==== Dataset
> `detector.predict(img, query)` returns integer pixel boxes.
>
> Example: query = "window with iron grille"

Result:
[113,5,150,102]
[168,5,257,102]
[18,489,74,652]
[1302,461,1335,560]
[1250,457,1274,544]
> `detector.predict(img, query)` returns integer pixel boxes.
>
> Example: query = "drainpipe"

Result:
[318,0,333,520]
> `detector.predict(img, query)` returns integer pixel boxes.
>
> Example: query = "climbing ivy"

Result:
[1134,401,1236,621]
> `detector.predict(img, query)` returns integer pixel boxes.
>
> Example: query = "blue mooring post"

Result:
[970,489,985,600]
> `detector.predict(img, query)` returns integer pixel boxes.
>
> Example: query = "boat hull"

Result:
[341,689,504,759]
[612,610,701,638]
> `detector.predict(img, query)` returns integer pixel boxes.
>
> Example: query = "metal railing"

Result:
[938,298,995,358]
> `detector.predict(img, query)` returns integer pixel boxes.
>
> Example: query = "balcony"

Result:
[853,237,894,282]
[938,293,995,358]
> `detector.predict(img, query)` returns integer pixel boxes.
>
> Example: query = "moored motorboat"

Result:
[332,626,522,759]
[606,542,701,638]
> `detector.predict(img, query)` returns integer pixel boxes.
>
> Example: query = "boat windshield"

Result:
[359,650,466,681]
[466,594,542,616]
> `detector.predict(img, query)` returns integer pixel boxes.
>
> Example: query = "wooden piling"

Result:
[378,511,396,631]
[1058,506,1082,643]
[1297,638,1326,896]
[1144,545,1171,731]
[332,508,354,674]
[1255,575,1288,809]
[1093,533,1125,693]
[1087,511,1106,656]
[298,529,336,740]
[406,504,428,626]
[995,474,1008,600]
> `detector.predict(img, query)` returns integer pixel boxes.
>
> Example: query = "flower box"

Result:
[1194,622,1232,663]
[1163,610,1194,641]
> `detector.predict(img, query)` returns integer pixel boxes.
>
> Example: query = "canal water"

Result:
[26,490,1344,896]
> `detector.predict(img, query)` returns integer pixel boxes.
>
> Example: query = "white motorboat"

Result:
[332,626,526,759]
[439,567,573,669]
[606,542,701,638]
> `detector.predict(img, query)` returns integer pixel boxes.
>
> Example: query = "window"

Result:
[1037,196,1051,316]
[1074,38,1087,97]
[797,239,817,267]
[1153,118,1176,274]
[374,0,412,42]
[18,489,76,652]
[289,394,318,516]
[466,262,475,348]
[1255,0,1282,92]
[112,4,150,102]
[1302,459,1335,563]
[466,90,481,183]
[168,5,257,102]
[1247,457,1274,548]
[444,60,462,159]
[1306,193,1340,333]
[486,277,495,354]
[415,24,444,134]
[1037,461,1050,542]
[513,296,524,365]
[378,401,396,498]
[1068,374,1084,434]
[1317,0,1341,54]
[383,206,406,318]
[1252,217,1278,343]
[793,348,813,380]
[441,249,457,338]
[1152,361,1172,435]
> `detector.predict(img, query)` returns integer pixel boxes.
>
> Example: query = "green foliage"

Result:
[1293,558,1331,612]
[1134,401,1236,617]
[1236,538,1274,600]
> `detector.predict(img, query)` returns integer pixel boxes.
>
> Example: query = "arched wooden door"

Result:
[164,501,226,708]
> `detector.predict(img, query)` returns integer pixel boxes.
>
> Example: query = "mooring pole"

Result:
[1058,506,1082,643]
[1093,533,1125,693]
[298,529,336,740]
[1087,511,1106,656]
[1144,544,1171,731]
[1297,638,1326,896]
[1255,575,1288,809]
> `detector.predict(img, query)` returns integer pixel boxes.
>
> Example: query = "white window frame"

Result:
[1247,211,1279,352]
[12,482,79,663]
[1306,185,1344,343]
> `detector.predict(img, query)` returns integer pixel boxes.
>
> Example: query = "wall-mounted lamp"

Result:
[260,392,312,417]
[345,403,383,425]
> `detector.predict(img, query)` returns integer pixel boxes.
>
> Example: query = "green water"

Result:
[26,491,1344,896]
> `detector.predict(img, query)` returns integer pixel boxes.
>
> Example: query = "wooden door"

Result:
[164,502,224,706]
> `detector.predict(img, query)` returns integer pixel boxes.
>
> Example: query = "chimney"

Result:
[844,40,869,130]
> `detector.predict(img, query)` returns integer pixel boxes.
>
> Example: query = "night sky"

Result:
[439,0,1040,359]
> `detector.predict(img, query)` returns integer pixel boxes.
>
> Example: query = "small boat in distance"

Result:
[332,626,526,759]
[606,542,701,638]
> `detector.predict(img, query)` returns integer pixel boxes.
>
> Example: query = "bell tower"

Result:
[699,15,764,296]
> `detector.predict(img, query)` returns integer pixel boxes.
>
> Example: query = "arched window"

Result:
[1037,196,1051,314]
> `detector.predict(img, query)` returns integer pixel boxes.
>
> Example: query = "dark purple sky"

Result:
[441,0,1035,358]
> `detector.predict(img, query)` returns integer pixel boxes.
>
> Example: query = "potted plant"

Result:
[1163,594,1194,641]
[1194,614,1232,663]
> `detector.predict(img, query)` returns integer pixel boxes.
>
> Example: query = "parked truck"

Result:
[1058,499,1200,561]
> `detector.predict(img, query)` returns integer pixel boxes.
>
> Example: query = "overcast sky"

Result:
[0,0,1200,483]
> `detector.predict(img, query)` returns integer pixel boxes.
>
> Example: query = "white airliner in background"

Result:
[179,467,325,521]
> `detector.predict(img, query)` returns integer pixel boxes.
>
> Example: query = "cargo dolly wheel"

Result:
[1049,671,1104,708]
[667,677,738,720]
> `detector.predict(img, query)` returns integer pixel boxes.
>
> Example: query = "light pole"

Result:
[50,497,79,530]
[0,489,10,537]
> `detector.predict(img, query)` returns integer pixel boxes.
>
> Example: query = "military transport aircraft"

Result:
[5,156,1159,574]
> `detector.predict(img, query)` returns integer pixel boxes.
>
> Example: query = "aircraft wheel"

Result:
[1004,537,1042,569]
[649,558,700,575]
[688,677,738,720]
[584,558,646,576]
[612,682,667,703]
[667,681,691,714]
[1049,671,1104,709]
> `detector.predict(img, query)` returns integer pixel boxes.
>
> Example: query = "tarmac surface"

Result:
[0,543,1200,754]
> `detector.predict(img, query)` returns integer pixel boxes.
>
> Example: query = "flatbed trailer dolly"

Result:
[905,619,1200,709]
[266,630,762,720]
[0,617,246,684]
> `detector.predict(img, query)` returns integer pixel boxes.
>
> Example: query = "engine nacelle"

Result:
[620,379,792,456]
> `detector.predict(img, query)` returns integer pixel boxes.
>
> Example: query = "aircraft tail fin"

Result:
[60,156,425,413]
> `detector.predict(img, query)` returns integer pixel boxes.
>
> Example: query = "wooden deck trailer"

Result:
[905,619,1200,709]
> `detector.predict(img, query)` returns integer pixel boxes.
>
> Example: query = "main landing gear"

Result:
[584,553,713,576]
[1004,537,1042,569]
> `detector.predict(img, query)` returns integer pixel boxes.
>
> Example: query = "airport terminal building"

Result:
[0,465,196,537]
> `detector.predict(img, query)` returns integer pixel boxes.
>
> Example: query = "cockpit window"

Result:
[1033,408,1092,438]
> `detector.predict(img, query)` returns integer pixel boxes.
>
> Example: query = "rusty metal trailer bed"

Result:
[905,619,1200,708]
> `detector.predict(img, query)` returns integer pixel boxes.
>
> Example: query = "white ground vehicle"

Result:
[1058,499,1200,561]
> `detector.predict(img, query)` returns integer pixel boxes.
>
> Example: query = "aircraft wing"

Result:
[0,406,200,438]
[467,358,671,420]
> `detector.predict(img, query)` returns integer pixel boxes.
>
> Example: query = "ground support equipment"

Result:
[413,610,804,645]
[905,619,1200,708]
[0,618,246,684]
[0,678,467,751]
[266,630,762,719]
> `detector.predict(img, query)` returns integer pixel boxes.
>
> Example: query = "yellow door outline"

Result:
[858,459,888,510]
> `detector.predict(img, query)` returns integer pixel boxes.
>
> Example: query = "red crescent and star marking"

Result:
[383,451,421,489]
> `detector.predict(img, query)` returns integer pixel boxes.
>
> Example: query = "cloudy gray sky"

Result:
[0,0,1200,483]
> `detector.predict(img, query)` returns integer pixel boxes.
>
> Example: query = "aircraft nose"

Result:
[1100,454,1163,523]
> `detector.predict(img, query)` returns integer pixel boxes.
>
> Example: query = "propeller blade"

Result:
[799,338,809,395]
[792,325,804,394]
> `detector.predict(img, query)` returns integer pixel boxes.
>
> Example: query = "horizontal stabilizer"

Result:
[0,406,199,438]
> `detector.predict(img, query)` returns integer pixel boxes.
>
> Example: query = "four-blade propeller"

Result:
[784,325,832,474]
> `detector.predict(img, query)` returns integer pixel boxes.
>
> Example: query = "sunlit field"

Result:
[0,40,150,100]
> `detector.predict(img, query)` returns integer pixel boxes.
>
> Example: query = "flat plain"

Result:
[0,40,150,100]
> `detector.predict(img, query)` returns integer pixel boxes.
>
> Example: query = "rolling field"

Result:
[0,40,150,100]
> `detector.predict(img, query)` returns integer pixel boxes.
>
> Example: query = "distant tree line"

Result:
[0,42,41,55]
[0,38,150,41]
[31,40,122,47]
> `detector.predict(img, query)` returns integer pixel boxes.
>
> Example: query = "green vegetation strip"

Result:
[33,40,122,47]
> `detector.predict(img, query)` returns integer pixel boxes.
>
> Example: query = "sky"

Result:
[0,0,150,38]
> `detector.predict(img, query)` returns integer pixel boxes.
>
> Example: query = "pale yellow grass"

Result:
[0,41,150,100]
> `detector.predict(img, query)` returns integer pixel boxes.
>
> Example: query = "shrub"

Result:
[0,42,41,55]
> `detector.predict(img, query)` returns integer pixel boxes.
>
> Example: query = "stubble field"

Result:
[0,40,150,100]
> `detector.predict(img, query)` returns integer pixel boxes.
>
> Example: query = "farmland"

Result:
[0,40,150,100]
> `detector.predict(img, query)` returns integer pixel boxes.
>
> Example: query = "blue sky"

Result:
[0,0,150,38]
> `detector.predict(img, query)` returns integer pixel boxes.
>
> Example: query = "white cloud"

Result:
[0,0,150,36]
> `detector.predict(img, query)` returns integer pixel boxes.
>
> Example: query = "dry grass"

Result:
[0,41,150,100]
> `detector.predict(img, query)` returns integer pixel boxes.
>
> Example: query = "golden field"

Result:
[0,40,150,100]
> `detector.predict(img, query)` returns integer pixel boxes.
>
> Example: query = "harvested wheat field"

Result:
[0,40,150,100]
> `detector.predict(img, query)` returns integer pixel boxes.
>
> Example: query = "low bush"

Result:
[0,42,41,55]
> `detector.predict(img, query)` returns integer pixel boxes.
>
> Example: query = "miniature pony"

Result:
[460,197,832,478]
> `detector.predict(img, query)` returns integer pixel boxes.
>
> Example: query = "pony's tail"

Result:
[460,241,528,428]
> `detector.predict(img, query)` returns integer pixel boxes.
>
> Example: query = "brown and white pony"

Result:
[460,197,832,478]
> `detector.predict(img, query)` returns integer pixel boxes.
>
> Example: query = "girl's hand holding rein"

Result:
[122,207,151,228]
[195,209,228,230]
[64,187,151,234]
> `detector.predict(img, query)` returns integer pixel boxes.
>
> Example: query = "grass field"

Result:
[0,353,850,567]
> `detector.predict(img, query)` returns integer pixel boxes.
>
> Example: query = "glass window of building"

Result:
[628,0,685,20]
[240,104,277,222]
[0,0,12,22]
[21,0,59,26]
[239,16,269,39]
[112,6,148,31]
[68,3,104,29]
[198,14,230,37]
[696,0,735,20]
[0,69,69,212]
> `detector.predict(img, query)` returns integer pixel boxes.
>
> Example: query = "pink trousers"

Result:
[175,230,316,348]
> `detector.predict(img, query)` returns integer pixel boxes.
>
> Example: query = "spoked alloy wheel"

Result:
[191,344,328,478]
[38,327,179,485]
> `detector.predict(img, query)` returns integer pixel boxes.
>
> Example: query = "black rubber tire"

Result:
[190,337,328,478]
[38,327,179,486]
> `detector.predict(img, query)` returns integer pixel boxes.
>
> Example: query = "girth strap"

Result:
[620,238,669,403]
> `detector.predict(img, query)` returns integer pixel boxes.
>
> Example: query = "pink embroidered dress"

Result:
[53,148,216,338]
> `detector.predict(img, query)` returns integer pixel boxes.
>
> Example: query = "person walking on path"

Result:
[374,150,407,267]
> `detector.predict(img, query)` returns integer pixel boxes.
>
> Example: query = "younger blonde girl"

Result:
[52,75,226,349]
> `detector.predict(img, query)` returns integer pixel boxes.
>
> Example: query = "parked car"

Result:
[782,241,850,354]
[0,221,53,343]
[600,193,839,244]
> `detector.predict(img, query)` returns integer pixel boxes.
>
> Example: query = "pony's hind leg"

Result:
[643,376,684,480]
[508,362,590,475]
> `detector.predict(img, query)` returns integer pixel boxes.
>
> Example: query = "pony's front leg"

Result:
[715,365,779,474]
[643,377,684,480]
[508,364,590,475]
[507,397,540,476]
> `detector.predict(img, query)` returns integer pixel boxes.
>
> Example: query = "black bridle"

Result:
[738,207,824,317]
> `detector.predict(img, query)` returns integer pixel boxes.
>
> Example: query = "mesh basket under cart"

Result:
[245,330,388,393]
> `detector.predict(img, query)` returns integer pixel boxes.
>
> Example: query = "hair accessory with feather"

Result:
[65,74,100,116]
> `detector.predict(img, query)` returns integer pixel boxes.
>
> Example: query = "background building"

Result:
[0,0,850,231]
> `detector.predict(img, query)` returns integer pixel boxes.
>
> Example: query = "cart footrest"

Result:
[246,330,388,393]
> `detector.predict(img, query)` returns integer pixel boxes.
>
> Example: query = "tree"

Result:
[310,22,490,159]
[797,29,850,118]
========
_Prompt:_
Reproduce everything from the start of the rows down to the line containing "[970,489,985,600]", with that line included, character for character.

_Written answer:_
> `detector.predict(img, query)` returns integer pixel boxes.
>
> Example: query = "window with iron grille"

Result:
[113,5,150,102]
[168,5,257,102]
[18,489,74,652]
[1302,461,1335,560]
[1250,457,1274,544]
> `detector.predict(img, query)` returns integer pixel boxes.
>
> Example: query = "drainpipe"

Result:
[318,0,333,520]
> `detector.predict(img, query)` returns integer pixel boxes.
>
> Example: query = "climbing ivy"

Result:
[1134,401,1236,621]
> `detector.predict(img, query)` returns integer pixel boxes.
>
> Example: query = "blue mooring post"

Result:
[970,489,985,600]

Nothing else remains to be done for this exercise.